[What you have to do] Please say how many lines in the records contain the word "quay", giving only the number.

[Collected data entries]
•••••
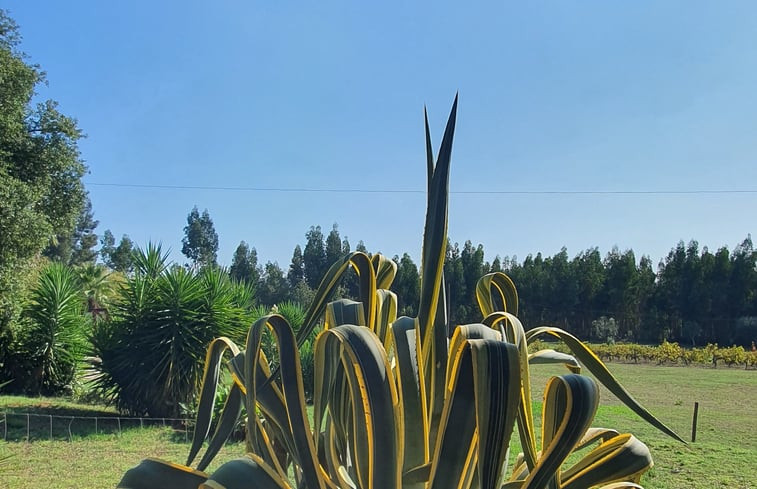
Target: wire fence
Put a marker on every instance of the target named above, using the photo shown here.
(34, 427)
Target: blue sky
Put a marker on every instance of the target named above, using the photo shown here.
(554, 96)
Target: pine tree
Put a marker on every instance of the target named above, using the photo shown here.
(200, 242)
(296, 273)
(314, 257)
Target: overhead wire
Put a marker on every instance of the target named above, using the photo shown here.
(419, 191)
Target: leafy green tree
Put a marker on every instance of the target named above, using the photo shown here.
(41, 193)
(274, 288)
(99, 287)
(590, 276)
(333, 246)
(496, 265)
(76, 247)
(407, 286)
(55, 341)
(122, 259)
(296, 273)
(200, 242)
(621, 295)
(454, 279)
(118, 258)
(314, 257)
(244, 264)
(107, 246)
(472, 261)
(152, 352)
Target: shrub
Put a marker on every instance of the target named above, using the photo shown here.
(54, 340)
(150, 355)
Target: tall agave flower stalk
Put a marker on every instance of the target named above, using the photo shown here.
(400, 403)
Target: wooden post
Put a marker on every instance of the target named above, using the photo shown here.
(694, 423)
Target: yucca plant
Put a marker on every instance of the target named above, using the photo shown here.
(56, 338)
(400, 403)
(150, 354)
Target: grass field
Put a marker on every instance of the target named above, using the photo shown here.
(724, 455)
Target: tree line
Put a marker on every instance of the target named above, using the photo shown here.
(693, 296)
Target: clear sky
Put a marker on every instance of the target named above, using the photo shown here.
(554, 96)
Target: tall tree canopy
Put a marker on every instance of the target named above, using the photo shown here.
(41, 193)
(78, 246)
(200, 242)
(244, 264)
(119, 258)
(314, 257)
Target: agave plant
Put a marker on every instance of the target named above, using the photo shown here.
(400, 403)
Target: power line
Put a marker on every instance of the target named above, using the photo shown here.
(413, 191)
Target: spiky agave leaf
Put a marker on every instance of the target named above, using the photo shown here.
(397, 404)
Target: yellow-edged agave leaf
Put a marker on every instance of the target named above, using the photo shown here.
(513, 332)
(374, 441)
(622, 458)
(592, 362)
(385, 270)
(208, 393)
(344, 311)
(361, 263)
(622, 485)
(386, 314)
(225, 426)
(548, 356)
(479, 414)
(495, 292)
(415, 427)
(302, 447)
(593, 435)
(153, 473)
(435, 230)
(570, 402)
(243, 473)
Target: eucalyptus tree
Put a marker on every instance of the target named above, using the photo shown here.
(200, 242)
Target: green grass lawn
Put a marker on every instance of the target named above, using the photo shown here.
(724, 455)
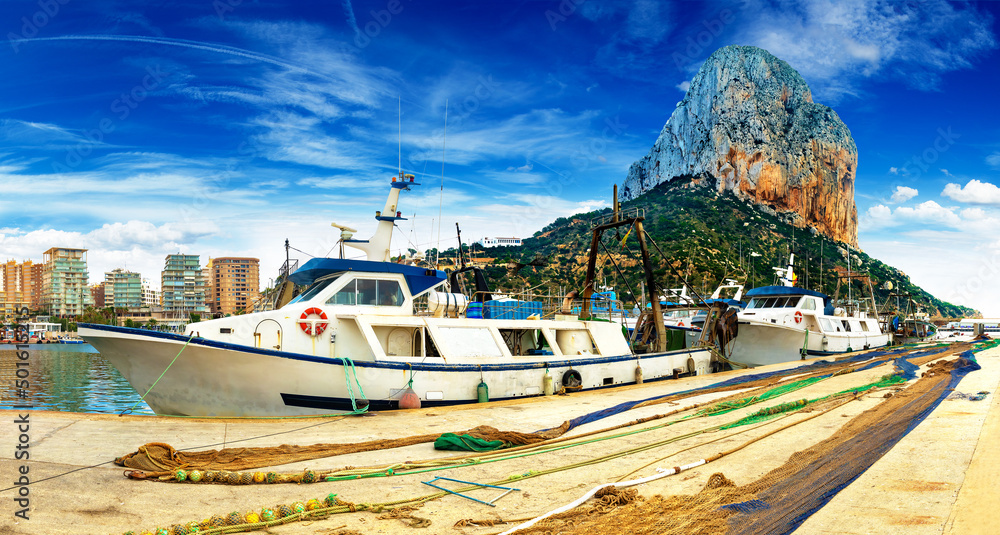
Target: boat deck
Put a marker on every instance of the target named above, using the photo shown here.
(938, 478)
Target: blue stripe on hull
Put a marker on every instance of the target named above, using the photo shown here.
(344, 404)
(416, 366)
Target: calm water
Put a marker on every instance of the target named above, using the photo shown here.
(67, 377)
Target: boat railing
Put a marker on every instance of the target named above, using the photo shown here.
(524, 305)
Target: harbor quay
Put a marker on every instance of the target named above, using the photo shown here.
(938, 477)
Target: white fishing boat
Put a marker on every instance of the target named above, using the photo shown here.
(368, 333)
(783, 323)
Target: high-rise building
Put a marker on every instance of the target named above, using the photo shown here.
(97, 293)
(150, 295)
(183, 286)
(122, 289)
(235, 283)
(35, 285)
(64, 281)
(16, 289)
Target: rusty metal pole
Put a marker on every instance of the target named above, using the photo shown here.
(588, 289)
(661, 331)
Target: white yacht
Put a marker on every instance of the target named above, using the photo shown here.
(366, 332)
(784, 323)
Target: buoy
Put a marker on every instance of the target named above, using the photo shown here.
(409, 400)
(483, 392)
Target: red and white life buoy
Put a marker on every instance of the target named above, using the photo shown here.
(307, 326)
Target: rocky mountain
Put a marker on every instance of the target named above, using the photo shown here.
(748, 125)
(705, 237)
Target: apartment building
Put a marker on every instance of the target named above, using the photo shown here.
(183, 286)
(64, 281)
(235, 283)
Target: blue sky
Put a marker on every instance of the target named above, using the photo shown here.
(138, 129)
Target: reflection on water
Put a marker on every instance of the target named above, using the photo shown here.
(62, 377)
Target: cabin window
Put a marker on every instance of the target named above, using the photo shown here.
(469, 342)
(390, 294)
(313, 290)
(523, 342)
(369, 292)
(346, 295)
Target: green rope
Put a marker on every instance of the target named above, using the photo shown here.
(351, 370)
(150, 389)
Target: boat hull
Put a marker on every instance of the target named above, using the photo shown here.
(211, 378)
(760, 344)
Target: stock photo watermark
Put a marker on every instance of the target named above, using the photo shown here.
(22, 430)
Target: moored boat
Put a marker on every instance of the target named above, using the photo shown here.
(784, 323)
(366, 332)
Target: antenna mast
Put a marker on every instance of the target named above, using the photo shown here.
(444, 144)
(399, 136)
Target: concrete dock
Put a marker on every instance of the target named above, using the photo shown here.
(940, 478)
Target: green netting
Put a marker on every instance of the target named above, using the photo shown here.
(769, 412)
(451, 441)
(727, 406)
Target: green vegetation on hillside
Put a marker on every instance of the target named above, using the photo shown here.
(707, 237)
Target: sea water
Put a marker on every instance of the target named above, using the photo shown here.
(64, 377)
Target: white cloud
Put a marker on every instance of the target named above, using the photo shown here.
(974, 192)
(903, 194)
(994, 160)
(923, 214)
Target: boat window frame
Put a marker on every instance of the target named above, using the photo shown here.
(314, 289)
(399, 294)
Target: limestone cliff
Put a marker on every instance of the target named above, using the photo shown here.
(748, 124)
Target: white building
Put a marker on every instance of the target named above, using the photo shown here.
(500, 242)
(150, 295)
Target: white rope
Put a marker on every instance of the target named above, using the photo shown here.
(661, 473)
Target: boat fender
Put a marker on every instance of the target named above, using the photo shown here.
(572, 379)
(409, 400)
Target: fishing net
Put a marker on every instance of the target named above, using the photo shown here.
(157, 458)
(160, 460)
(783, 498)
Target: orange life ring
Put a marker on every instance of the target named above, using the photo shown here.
•••••
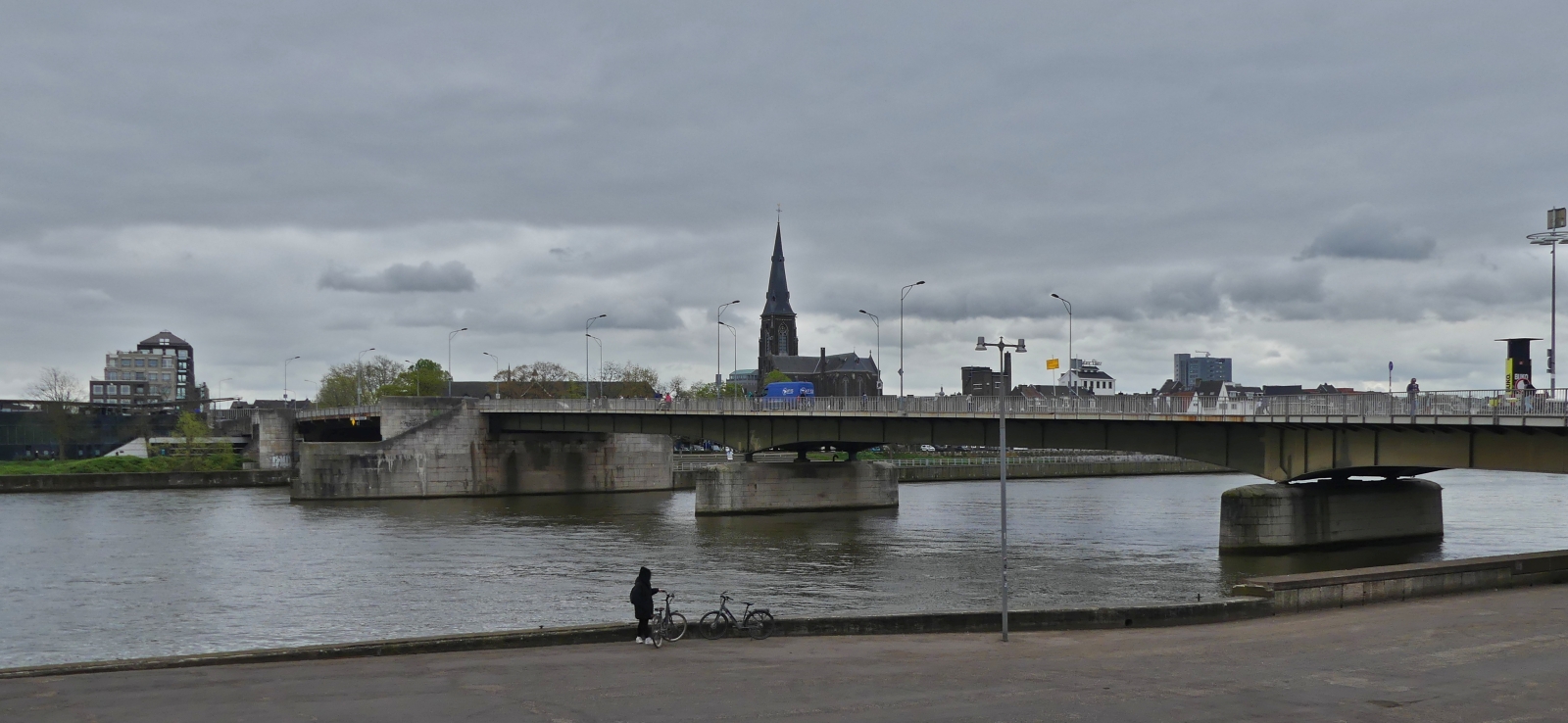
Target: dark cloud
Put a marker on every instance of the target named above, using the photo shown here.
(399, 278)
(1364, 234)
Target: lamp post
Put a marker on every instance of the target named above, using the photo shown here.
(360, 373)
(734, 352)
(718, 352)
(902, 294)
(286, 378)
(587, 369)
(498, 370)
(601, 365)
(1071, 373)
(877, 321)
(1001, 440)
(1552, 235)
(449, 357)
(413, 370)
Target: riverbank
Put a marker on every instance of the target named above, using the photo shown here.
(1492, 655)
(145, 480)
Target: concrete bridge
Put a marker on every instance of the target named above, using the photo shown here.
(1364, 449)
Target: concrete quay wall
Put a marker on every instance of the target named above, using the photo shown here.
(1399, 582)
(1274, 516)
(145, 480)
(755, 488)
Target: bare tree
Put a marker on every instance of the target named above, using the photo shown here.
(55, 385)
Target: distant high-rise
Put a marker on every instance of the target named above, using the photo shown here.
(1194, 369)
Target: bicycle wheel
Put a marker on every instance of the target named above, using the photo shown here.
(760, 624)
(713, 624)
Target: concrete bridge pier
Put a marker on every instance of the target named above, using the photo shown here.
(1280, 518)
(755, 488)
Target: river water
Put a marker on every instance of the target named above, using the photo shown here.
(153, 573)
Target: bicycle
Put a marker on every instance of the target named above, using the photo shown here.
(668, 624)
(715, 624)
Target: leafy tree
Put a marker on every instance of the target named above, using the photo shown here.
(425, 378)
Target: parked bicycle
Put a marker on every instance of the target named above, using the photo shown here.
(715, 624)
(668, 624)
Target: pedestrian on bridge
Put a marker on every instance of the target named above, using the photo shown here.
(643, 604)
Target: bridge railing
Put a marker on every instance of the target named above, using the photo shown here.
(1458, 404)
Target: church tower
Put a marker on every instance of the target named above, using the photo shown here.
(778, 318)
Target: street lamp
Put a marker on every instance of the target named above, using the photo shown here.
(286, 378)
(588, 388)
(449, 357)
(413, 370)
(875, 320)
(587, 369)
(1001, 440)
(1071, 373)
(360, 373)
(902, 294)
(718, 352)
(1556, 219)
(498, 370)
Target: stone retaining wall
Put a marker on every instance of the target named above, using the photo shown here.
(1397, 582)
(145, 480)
•••••
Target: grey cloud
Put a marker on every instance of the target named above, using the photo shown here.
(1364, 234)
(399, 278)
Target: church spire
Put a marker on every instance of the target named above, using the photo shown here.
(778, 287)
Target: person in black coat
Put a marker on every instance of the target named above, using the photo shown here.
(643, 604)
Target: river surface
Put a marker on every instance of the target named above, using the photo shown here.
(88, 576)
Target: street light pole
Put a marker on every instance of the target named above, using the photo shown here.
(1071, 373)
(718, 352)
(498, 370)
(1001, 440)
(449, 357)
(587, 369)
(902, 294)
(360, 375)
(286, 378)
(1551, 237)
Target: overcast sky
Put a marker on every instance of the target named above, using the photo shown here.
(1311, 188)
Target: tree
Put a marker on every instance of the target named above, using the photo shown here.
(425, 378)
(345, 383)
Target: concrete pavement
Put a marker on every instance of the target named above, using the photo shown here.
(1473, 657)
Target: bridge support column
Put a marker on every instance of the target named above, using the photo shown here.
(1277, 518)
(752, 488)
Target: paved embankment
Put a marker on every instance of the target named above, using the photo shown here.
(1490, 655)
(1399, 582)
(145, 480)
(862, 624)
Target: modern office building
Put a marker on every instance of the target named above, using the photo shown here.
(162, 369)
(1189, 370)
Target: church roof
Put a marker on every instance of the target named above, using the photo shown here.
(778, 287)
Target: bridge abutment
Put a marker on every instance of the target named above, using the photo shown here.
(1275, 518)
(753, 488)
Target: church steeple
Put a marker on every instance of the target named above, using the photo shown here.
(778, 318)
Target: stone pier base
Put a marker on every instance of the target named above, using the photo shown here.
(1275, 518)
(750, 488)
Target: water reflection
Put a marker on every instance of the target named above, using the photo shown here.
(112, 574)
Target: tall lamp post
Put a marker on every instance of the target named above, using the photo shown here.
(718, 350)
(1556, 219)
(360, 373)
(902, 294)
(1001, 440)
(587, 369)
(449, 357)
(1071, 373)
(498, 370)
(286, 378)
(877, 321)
•••••
[Answer space] 2